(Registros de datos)
====================
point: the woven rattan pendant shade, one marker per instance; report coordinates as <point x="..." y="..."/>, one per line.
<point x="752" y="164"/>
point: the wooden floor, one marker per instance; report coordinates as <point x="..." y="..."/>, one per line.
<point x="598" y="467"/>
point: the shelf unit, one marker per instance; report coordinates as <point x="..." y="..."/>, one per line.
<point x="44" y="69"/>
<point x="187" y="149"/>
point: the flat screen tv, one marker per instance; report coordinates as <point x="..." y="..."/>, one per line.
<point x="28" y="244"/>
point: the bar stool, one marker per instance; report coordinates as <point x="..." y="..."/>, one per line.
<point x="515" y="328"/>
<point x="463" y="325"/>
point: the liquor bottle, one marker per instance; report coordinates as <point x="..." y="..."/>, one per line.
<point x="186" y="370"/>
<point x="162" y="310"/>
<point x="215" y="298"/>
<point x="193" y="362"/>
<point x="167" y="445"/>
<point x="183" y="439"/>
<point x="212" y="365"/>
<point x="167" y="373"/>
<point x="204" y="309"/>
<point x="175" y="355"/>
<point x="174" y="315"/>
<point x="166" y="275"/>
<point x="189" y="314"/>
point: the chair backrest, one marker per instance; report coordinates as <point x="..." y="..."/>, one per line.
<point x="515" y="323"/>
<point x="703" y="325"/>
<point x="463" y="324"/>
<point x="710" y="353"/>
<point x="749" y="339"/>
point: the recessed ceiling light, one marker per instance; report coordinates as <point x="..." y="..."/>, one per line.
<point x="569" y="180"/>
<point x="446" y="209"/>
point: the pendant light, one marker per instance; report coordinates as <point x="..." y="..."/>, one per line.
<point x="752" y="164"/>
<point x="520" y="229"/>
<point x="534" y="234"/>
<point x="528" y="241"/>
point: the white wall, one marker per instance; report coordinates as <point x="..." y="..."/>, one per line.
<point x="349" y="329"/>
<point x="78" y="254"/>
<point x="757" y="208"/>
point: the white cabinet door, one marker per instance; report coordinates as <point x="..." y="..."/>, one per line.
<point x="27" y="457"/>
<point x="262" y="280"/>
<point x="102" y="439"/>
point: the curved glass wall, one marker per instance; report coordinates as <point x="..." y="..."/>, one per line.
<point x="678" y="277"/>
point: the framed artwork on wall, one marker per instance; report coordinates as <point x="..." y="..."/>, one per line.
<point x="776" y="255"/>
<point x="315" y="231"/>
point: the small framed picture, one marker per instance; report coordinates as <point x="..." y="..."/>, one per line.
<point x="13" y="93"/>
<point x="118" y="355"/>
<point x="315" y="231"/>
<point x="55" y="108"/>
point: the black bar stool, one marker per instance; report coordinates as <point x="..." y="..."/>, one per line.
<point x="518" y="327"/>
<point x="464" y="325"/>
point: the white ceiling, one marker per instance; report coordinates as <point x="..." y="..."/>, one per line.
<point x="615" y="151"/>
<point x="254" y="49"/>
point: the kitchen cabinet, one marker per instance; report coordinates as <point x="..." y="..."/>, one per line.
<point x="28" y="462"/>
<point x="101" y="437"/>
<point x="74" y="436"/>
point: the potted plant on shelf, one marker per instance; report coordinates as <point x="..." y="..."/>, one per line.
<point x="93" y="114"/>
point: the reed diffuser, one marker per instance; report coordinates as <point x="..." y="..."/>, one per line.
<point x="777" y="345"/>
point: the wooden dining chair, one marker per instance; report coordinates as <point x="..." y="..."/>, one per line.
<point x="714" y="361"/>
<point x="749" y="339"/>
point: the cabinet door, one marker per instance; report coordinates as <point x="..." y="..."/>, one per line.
====================
Da formato de lista numerada a todas las líneas de los registros anteriores y omite las que estén en blanco.

1. point: the woven rattan pendant shade, one marker per instance; report coordinates as <point x="..." y="..."/>, one per line.
2. <point x="752" y="164"/>
3. point: the wooden floor, one marker per instance; report coordinates as <point x="..." y="..."/>, one per line.
4. <point x="598" y="467"/>
5. point: the shelf unit, one marker per instance; report coordinates as <point x="..." y="..."/>, one per line.
6. <point x="44" y="69"/>
7. <point x="187" y="149"/>
8. point: the flat screen tv, one marker per instance; report coordinates as <point x="..." y="..."/>, one per line.
9. <point x="28" y="244"/>
10. point: the bar stool, one marker per instance; report coordinates as <point x="..." y="..."/>, one per line.
11. <point x="515" y="328"/>
12. <point x="463" y="325"/>
13. point: the liquor bottle, one marker per instance; report coordinates as <point x="..." y="..."/>, one per line.
14. <point x="186" y="370"/>
15. <point x="162" y="310"/>
16. <point x="215" y="298"/>
17. <point x="193" y="362"/>
18. <point x="167" y="445"/>
19. <point x="183" y="439"/>
20. <point x="212" y="365"/>
21. <point x="167" y="373"/>
22. <point x="204" y="309"/>
23. <point x="175" y="355"/>
24. <point x="174" y="315"/>
25. <point x="166" y="275"/>
26. <point x="189" y="314"/>
27. point: the chair backrest, one marker per instance; report coordinates as <point x="..." y="..."/>, one per line.
28. <point x="515" y="323"/>
29. <point x="703" y="325"/>
30. <point x="463" y="324"/>
31. <point x="710" y="353"/>
32. <point x="749" y="339"/>
33. point: the recessed ceiling light, one marker per instance; report coordinates as <point x="..." y="..."/>, one per line.
34. <point x="569" y="180"/>
35. <point x="446" y="209"/>
36. point: the pendant light, one marker per instance; report coordinates as <point x="..." y="..."/>, one per line.
37. <point x="752" y="164"/>
38. <point x="520" y="229"/>
39. <point x="534" y="234"/>
40. <point x="528" y="241"/>
41. point: the white wall, one marker per instance; report coordinates as <point x="..." y="..."/>, one per line.
42. <point x="349" y="329"/>
43. <point x="78" y="254"/>
44. <point x="757" y="208"/>
45. point: the white cabinet door, one marker per instance; report coordinates as <point x="..." y="..."/>, one per line.
46. <point x="27" y="457"/>
47. <point x="262" y="280"/>
48. <point x="102" y="439"/>
49. point: the curved glass wall, one marker per instance; report coordinates as <point x="..." y="..."/>, one per line.
50. <point x="678" y="277"/>
51. point: the framed artwork on wall, one marker per instance; report coordinates as <point x="..." y="..."/>, one per line.
52. <point x="776" y="255"/>
53. <point x="315" y="231"/>
54. point: the small framed picture, one marker per instance; report coordinates as <point x="..." y="..."/>, one per line.
55. <point x="13" y="93"/>
56. <point x="118" y="355"/>
57. <point x="315" y="231"/>
58. <point x="55" y="108"/>
59. point: the black bar stool, one marker per instance; report coordinates as <point x="..." y="..."/>, one per line.
60. <point x="518" y="327"/>
61. <point x="464" y="325"/>
62. point: the white ceiling, one marker per instance; report coordinates as <point x="..." y="..."/>, one per line.
63. <point x="615" y="151"/>
64. <point x="254" y="49"/>
65. point: the kitchen cabinet, one marker per instance; report coordinates as <point x="..." y="..."/>, one per line.
66. <point x="28" y="462"/>
67. <point x="101" y="437"/>
68. <point x="74" y="436"/>
69. point: the potted plant on shelf, one marker per instance; report coordinates as <point x="..." y="..."/>, one per line.
70. <point x="93" y="114"/>
71. point: the reed diffuser, one marker per instance; report coordinates as <point x="..." y="..."/>, one per line.
72. <point x="777" y="345"/>
73. point: the wooden dining chair, one marker per instance; report coordinates as <point x="..." y="..."/>, one per line.
74. <point x="714" y="361"/>
75. <point x="749" y="339"/>
76. point: the cabinet door, one marker per instance; report coordinates as <point x="..." y="..."/>, one per line.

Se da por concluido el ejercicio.